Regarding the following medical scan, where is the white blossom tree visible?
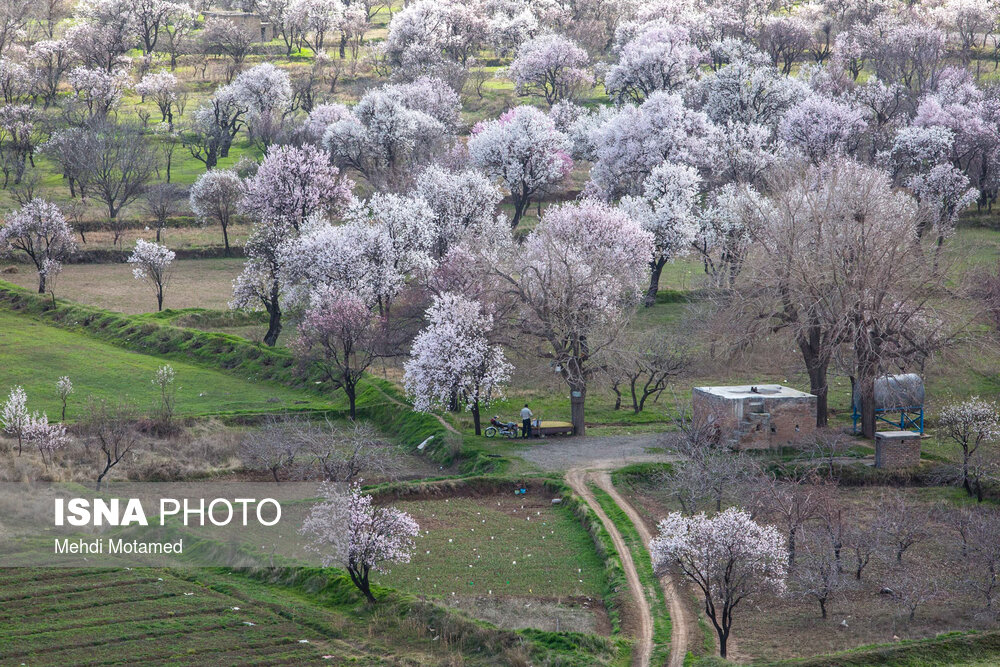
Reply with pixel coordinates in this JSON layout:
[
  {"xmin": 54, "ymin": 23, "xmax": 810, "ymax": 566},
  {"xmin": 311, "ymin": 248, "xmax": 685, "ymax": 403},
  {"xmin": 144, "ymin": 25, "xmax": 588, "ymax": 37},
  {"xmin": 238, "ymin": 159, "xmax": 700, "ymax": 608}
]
[
  {"xmin": 605, "ymin": 20, "xmax": 702, "ymax": 103},
  {"xmin": 128, "ymin": 238, "xmax": 175, "ymax": 311},
  {"xmin": 24, "ymin": 411, "xmax": 69, "ymax": 468},
  {"xmin": 56, "ymin": 376, "xmax": 73, "ymax": 422},
  {"xmin": 506, "ymin": 33, "xmax": 589, "ymax": 106},
  {"xmin": 0, "ymin": 198, "xmax": 77, "ymax": 294},
  {"xmin": 620, "ymin": 161, "xmax": 702, "ymax": 307},
  {"xmin": 584, "ymin": 91, "xmax": 712, "ymax": 199},
  {"xmin": 650, "ymin": 507, "xmax": 788, "ymax": 659},
  {"xmin": 301, "ymin": 482, "xmax": 419, "ymax": 603},
  {"xmin": 404, "ymin": 293, "xmax": 512, "ymax": 435},
  {"xmin": 1, "ymin": 385, "xmax": 28, "ymax": 455},
  {"xmin": 412, "ymin": 165, "xmax": 504, "ymax": 258},
  {"xmin": 468, "ymin": 105, "xmax": 572, "ymax": 229},
  {"xmin": 939, "ymin": 398, "xmax": 1000, "ymax": 500},
  {"xmin": 778, "ymin": 93, "xmax": 867, "ymax": 164},
  {"xmin": 135, "ymin": 70, "xmax": 179, "ymax": 127}
]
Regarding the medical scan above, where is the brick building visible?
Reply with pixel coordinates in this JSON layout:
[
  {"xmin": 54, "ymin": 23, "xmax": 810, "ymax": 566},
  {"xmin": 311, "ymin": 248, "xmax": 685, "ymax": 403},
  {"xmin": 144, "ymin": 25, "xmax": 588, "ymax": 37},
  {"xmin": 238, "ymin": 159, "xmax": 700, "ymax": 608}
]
[
  {"xmin": 874, "ymin": 431, "xmax": 922, "ymax": 469},
  {"xmin": 692, "ymin": 384, "xmax": 817, "ymax": 450}
]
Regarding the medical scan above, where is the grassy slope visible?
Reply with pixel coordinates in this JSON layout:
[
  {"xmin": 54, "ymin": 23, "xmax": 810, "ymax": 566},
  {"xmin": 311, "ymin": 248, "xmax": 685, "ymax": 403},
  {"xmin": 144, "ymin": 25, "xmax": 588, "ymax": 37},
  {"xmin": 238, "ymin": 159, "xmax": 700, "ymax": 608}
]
[{"xmin": 0, "ymin": 309, "xmax": 331, "ymax": 419}]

*TASK PROMPT*.
Give every record back exactly as it reads, with no images.

*SOLUTION TO THIS EXERCISE*.
Regarding the following medical scan, where is the white blossom tree visible?
Reply with pixel coordinates in this JSON layout:
[
  {"xmin": 54, "ymin": 23, "xmax": 810, "ymax": 566},
  {"xmin": 311, "ymin": 248, "xmax": 685, "ymax": 403},
  {"xmin": 144, "ymin": 25, "xmax": 588, "ymax": 37},
  {"xmin": 238, "ymin": 159, "xmax": 700, "ymax": 608}
]
[
  {"xmin": 605, "ymin": 20, "xmax": 702, "ymax": 103},
  {"xmin": 128, "ymin": 238, "xmax": 175, "ymax": 311},
  {"xmin": 24, "ymin": 411, "xmax": 69, "ymax": 468},
  {"xmin": 56, "ymin": 376, "xmax": 73, "ymax": 422},
  {"xmin": 506, "ymin": 33, "xmax": 589, "ymax": 106},
  {"xmin": 0, "ymin": 198, "xmax": 77, "ymax": 294},
  {"xmin": 620, "ymin": 161, "xmax": 702, "ymax": 307},
  {"xmin": 584, "ymin": 91, "xmax": 712, "ymax": 199},
  {"xmin": 650, "ymin": 507, "xmax": 788, "ymax": 659},
  {"xmin": 301, "ymin": 482, "xmax": 419, "ymax": 603},
  {"xmin": 404, "ymin": 293, "xmax": 512, "ymax": 435},
  {"xmin": 1, "ymin": 385, "xmax": 28, "ymax": 455},
  {"xmin": 412, "ymin": 165, "xmax": 504, "ymax": 258},
  {"xmin": 468, "ymin": 105, "xmax": 572, "ymax": 229},
  {"xmin": 939, "ymin": 398, "xmax": 1000, "ymax": 500},
  {"xmin": 778, "ymin": 93, "xmax": 867, "ymax": 164},
  {"xmin": 135, "ymin": 70, "xmax": 179, "ymax": 127}
]
Regarding the medical scan above, where is the brick building visible?
Reply with pixel coordinates in this JSON layout:
[
  {"xmin": 54, "ymin": 23, "xmax": 810, "ymax": 566},
  {"xmin": 311, "ymin": 248, "xmax": 685, "ymax": 403},
  {"xmin": 144, "ymin": 25, "xmax": 588, "ymax": 37},
  {"xmin": 238, "ymin": 159, "xmax": 700, "ymax": 608}
]
[
  {"xmin": 874, "ymin": 431, "xmax": 922, "ymax": 469},
  {"xmin": 692, "ymin": 384, "xmax": 817, "ymax": 450}
]
Regarding the medical scan above, where is the grassy slope visible?
Reply with pixel coordinates in this JSON layout:
[
  {"xmin": 54, "ymin": 23, "xmax": 810, "ymax": 566},
  {"xmin": 311, "ymin": 248, "xmax": 685, "ymax": 403},
  {"xmin": 144, "ymin": 25, "xmax": 588, "ymax": 37},
  {"xmin": 238, "ymin": 159, "xmax": 700, "ymax": 608}
]
[{"xmin": 0, "ymin": 309, "xmax": 331, "ymax": 419}]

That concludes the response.